What is asked —
A. According to the course syllabus, when is the final exam scheduled?
B. Identify every line in the records below that contains the word "window", and copy each of those lines. Case matters when matching the word.

Source document —
»»
Math 401  Applied Differential Equations II     Spring, 2013

TuTh  1:30 - 2:45 pm;   Room: POE 517.

Web page: http://www4.ncsu.edu/eos/users/s/shearer/www/ma401_2013.html

Instructor  Michael Shearer     Office
: SAS 3228     Phone: 515-3298    Email:

Office Hours:   Mondays, 3:00-3:30 p.m., and by appointment.

Book:  Partial Differential Equations with Fourier Series and Boundary Value Problems,
2nd edition.     Author: Nakhle Asmar

Prerequisite: MA301 or MA 341 Differential Equations.

1. Weekly Homework Assignments (10% of final grade)
due Tuesdays.
2. Two in-class exams (25% each).
Tentative Dates:  Tuesday, February 26th;  Thursday, April 17th.
3. Final exam (40%): Tuesday, May 7th, 1-4 p.m.

Basic Grading Scale: 90%-100%: A, 80%-89%: B, etc.   (+ and - will also be used.)

Syllabus:

Introduction
Sturm-Liouville Problems
Fourier Series
Maple code for Fourier series
Convergence of Fourier Series
Introduction to Partial Differential Equations (PDEs)
Separation of Variables
One-dimensional Wave Equation:
MAPLE code for initial boundary value problems
One-dimensional Heat Equation
Higher Dimensional Equations and Laplace’s Equation
MAPLE code for 2-dim wave equation.
««
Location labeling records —
»»
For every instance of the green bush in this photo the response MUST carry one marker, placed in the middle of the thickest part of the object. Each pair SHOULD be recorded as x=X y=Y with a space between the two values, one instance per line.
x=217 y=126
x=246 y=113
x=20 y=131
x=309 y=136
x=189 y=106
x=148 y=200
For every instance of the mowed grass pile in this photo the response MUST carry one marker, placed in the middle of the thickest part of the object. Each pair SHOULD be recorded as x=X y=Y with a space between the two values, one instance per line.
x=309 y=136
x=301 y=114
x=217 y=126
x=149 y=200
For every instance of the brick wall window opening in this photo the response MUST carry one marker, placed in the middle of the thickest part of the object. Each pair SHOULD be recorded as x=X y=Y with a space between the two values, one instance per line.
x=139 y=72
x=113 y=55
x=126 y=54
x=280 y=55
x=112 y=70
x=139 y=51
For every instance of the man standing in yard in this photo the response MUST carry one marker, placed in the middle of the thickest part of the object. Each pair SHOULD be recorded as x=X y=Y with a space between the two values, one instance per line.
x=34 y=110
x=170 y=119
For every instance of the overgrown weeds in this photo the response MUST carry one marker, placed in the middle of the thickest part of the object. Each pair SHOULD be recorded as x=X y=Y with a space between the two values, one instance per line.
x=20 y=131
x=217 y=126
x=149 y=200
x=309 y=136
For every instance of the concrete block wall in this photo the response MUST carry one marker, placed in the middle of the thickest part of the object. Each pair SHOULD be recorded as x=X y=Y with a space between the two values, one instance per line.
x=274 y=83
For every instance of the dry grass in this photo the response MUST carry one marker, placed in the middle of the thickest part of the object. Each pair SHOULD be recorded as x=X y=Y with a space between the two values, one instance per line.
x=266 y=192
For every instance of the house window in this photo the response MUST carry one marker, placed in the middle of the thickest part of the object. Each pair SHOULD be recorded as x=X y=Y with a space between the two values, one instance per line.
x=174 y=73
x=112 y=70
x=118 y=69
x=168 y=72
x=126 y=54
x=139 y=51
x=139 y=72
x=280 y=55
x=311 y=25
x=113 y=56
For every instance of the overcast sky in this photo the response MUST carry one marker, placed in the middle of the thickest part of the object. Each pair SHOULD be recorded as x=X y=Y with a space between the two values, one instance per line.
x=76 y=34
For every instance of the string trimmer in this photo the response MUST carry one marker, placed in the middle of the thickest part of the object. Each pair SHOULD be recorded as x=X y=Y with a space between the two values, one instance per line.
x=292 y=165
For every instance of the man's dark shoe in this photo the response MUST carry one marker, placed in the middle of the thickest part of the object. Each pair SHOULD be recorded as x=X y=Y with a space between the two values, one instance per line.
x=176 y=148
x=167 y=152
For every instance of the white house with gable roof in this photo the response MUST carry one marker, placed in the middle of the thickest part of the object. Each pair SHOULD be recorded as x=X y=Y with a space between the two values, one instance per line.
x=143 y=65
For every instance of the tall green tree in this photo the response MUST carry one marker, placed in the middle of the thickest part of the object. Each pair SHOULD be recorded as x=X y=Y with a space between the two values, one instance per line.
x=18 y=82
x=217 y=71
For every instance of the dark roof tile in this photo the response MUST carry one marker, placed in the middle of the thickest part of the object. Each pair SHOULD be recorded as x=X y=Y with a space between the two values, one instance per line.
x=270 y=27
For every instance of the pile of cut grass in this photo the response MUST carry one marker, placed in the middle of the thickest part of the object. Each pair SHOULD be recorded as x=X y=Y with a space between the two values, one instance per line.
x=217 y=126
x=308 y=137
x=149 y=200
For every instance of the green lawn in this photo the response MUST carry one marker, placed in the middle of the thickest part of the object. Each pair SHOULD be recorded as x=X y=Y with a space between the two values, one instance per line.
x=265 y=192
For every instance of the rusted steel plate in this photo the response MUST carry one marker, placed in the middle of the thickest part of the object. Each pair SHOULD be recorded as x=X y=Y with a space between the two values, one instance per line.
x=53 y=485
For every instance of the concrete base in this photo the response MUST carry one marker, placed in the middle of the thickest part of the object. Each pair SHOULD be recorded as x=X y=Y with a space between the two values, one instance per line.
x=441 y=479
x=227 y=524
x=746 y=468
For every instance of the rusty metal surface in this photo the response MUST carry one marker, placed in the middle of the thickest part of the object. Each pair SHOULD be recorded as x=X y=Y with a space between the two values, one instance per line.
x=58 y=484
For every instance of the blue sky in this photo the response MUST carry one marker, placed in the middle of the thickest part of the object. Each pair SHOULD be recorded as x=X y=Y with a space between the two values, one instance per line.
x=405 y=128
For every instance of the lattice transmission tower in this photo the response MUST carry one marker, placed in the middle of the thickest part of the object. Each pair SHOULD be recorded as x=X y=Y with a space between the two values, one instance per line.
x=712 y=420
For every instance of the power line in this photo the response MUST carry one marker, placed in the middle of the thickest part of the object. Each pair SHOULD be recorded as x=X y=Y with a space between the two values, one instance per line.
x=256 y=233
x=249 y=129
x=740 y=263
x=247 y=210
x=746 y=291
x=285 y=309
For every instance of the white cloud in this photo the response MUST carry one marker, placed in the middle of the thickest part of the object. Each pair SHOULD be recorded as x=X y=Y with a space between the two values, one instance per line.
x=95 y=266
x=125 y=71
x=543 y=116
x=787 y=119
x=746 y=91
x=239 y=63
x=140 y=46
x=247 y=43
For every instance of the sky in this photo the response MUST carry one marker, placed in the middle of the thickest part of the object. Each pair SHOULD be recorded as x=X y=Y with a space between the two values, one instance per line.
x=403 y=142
««
Responses in order —
A. Tuesday, May 7th, 1-4 p.m.

B.
For every instance of the brick wall window opening in this photo the response MUST carry one marker, placed in the middle of the thickest part of the object. Each pair SHOULD be recorded as x=X y=Y with a space between the two values, one instance per line.
For every instance of the house window in this photo the response MUST carry one marker, placed in the middle of the thickest part of the object. Each pair SHOULD be recorded as x=X y=Y with a space between the two values, one instance per line.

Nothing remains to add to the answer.